Jayanta Mallabaruah is an Indian politician from the state of Assam. He was a two term member of the Assam Legislative Assembly, from 2011 to 2016 and 2021 to present. He has been appointed Cabinet Minister in the recent cabinet expansion of the Government of Assam headed by Chief Minister Dr. Himanta Biswa Sarma. 

Mallabaruah currently holds the portfolio of Public Health Engineering, Skill, Employment & Entrepreneurship and Tourism. Before this he was the Political Secretary to the Chief Minister of Assam. In 2017, he was appointed the Chairman of the Assam Tourism Development Corporation. During his tenure as Chairman of ATDC he drew attention by holding the Filmfare award show in Assam, the first time that the show was held outside Mumbai in its 65-year history.

· · ·

◆ Instruction 1:
Format the entries from the line with "Where can you spot the green throw pillow" up to and including the line with "column 499, row 234" as a two-column CSV with the headers request and answer. Each request gets one row, with its text and its answer each in a single quoted field and line breaks replaced by spaces.

· · ·

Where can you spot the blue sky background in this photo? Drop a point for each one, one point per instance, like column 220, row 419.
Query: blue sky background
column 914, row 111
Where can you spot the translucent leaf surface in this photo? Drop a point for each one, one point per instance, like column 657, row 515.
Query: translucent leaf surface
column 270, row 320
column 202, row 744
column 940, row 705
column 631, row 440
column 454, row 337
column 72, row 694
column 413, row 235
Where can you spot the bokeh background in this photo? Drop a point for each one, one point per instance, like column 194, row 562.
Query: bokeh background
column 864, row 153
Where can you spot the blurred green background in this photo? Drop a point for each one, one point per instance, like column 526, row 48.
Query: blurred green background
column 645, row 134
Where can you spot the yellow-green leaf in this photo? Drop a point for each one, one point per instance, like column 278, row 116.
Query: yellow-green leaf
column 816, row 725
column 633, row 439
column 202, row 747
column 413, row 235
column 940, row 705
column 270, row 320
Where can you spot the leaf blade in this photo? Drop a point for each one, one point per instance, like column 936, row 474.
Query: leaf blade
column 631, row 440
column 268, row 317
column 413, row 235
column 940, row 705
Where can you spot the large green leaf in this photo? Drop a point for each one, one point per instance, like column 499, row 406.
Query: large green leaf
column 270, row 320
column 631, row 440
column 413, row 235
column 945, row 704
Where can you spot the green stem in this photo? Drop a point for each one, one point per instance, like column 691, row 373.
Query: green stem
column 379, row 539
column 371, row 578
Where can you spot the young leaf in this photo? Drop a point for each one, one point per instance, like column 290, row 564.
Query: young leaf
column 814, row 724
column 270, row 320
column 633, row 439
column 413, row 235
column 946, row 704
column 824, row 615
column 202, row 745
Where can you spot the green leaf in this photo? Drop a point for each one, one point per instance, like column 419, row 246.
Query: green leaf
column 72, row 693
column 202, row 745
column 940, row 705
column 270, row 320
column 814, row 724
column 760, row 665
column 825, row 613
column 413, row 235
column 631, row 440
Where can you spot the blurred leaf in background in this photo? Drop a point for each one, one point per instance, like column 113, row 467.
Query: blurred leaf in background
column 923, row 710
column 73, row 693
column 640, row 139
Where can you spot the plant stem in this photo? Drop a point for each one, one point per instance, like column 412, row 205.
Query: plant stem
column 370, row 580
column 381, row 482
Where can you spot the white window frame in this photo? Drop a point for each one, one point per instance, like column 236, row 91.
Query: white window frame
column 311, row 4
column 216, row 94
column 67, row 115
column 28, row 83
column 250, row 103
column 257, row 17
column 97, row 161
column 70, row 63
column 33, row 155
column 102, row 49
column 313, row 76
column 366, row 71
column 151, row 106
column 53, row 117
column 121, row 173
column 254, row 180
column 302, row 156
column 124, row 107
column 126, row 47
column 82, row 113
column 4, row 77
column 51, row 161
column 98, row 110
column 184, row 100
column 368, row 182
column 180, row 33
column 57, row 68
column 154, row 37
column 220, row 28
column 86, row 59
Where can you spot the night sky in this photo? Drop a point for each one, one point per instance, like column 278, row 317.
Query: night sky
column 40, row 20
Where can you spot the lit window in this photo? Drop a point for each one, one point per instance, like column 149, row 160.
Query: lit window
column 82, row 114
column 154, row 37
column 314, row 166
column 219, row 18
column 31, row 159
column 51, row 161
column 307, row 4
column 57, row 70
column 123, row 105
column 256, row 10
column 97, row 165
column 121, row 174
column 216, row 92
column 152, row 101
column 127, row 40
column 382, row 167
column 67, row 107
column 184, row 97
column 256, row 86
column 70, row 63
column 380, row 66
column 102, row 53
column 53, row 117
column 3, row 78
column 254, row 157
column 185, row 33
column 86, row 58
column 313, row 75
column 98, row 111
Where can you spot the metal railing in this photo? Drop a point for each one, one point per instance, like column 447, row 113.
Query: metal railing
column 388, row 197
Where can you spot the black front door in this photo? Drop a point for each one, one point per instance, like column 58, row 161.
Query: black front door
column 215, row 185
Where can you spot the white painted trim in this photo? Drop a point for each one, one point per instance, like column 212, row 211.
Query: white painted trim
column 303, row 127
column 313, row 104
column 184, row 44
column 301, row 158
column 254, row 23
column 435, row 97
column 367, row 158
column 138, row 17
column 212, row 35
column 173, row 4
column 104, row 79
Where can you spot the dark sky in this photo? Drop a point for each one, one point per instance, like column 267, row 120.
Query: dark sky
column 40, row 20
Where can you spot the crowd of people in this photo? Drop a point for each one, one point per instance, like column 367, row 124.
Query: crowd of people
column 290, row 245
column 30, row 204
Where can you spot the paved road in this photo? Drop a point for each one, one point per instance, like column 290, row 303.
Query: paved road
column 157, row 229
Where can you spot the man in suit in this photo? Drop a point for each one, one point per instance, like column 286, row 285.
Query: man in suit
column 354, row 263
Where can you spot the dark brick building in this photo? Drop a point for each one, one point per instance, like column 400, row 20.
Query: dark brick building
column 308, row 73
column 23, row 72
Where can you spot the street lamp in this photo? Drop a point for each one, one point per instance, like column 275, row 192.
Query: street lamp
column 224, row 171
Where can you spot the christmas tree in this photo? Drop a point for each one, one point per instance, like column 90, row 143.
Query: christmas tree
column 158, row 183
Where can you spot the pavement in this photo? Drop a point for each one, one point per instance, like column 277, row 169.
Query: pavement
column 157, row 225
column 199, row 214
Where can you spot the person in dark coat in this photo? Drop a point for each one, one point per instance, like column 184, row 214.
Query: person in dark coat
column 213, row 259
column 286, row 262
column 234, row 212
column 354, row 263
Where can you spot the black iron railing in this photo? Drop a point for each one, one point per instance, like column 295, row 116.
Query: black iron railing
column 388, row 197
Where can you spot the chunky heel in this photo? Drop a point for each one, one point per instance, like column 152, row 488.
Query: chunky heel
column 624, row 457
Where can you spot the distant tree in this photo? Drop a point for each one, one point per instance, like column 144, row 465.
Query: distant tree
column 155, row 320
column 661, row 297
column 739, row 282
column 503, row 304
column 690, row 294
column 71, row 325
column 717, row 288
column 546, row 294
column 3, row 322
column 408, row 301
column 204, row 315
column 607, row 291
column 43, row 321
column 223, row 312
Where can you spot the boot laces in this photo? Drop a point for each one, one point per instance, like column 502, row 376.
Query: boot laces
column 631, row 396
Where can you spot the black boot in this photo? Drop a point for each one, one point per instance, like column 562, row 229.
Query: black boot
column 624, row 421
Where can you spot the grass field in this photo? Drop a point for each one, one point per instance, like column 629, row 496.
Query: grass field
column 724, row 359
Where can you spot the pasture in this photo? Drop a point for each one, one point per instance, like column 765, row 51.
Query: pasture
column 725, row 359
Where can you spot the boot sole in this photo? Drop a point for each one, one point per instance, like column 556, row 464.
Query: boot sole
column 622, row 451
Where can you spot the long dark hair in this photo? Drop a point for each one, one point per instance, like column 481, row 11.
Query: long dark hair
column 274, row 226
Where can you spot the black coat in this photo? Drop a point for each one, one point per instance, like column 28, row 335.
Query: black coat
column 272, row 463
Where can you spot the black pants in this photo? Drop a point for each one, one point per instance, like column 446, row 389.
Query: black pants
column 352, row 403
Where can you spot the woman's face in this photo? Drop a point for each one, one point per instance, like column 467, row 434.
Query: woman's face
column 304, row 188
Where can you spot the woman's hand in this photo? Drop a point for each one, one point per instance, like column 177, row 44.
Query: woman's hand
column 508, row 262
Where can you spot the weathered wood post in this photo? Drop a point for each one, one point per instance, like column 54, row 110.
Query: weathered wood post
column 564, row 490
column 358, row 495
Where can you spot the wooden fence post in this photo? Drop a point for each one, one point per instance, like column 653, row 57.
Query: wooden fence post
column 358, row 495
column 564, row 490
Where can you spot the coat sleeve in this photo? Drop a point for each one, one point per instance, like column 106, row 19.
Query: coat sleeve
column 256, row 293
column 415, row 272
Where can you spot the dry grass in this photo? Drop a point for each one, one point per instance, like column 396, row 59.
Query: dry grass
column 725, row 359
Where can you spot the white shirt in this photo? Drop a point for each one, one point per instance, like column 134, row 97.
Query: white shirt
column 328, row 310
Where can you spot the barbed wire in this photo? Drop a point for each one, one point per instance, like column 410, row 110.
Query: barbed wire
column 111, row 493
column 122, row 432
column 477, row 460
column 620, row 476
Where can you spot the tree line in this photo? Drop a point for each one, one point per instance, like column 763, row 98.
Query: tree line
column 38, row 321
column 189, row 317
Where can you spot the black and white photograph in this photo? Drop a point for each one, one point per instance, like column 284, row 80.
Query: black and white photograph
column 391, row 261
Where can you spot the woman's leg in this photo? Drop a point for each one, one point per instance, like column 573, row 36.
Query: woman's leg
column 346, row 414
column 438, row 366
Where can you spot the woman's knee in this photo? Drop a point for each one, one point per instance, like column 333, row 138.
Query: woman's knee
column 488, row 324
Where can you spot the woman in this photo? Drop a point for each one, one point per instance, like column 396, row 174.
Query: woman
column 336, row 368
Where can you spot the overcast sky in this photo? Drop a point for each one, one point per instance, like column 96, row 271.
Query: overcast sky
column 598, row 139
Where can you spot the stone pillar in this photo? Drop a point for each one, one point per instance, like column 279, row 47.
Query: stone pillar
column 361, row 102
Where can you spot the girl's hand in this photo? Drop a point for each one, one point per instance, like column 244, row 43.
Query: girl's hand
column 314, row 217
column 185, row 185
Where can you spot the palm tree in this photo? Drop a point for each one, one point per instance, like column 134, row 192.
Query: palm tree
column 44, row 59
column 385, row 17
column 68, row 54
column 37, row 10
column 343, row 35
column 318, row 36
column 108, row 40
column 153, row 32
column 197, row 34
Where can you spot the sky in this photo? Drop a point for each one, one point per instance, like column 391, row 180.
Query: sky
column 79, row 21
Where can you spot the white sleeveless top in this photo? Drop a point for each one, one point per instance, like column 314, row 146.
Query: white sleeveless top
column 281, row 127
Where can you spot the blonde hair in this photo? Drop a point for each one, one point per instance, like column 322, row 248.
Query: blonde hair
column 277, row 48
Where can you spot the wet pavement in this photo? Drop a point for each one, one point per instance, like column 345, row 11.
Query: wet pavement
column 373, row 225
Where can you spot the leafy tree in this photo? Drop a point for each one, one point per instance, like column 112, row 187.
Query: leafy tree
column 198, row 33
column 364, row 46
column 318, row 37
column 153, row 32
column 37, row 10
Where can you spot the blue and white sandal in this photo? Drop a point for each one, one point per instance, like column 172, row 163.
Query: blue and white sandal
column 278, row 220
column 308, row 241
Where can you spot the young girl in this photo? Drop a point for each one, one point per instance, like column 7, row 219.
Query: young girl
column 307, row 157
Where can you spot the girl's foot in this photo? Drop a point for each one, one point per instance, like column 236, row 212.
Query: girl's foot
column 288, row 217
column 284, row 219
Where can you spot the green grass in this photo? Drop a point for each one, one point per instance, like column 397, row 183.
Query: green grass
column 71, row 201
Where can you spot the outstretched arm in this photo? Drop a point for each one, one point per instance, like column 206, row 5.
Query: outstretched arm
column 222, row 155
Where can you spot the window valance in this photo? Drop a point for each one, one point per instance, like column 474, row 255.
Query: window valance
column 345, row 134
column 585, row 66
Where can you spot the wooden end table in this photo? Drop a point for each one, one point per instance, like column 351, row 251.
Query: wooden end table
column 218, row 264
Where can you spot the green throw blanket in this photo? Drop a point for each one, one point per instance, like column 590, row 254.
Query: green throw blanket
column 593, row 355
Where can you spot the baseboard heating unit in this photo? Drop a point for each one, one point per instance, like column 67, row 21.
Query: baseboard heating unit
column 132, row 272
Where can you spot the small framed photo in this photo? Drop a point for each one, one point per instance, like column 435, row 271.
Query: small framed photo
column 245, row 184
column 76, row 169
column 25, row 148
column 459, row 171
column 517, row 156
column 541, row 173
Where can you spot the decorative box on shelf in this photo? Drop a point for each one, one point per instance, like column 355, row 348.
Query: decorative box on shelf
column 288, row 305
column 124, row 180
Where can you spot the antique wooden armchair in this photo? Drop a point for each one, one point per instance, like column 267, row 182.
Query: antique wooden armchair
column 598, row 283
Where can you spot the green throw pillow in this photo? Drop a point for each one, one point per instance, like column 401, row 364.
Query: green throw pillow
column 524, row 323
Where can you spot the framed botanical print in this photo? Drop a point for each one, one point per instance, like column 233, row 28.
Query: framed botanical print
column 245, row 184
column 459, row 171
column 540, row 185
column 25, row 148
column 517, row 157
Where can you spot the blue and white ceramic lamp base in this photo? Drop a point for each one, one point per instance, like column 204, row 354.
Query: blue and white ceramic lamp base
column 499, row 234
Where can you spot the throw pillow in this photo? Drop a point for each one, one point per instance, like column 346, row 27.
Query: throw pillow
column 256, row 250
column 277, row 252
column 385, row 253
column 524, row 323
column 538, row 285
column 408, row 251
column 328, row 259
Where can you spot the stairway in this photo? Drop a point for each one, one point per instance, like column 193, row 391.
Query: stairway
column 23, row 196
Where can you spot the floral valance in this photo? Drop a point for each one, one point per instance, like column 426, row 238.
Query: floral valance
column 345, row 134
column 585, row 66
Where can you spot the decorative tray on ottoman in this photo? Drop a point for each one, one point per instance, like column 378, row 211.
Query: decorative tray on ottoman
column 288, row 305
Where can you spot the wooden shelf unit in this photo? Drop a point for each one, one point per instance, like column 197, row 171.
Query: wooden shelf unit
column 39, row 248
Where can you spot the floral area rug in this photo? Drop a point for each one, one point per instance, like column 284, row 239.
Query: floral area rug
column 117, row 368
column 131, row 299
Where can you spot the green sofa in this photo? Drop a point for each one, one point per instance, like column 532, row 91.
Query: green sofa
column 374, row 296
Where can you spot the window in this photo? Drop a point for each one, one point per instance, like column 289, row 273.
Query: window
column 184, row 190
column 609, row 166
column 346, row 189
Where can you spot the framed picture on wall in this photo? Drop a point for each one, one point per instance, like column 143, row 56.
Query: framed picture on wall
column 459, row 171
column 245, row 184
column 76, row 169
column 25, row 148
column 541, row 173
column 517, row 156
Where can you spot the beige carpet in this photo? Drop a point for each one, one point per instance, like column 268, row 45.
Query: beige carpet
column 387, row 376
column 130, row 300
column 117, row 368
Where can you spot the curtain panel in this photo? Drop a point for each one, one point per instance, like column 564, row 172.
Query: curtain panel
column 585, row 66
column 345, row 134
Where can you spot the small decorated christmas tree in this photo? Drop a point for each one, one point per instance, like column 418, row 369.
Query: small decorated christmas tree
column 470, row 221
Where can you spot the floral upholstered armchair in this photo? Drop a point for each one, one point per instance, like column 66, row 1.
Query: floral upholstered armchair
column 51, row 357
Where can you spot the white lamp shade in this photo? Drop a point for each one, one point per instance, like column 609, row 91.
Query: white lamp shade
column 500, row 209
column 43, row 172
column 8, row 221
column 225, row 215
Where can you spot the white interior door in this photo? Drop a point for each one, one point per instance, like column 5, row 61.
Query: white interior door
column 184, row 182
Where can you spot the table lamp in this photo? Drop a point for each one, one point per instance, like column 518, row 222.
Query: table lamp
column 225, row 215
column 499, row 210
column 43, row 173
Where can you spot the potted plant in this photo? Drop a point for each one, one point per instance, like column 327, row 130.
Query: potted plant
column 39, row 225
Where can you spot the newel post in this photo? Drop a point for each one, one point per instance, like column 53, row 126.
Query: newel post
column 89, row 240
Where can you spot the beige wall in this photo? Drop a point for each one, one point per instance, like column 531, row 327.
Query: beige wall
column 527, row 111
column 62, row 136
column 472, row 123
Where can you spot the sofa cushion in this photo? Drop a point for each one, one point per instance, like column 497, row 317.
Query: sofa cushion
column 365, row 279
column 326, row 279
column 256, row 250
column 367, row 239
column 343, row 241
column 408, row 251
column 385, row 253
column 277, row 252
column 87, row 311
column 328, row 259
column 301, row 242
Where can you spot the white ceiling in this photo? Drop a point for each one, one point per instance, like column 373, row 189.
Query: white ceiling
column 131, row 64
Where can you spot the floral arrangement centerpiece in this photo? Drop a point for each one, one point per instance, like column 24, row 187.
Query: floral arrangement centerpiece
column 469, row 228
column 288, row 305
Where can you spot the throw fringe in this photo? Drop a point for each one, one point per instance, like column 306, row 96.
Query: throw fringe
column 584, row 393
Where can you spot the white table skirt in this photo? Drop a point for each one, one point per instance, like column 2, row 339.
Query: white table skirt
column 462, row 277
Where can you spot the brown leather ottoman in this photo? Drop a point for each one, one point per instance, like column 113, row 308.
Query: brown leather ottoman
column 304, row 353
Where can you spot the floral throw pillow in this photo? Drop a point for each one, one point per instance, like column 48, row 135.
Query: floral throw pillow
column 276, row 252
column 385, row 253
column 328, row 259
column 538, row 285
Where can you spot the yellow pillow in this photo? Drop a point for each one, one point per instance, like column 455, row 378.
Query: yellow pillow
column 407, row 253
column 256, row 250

· · ·

◆ Instruction 2:
Resume the profile of the Assam politician Jayanta Mallabaruah, picking up right after its final sentence.

◆ Output 1:
request,answer
"Where can you spot the green throw pillow in this photo? Drop a point for each one, one point per instance, like column 401, row 364. Query: green throw pillow","column 524, row 323"
"Where can you spot the framed botanical print in this photo? Drop a point for each one, one point per instance, like column 233, row 28. Query: framed botanical print","column 245, row 184 column 459, row 171 column 540, row 185 column 25, row 148 column 517, row 157"
"Where can you spot the blue and white ceramic lamp base in this photo? Drop a point for each one, one point per instance, like column 204, row 354. Query: blue and white ceramic lamp base","column 499, row 234"

◆ Output 2:
Constituency
Baruah represented the Nalbari (Vidhan Sabha constituency). Baruah won the seat on an Indian National Congress ticket, beating the sitting Member of the Assam Legislative Assembly Alaka Sarma from the Asom Gana Parishad by about 9000 votes. In the legislative assembly election of 2021, Jayanta Malla Baruah won No.59 Nalbari Constituency as a member of the Bharatiya Janata Party, defeating Shri Pradyut Bhuyan of the Indian National Congress party.

Political party  
Baruah was a member of the Indian National Congress, but in 2015 he switched party and joined the Bharatiya Janata Party. Baruah was later denied a ticket from a party to contest the 2016 Assam Legislative Assembly election. Later he served as the Chairman of Assam Tourism Corporation. At present day he is a prominent leader of BJP Assam Pradesh.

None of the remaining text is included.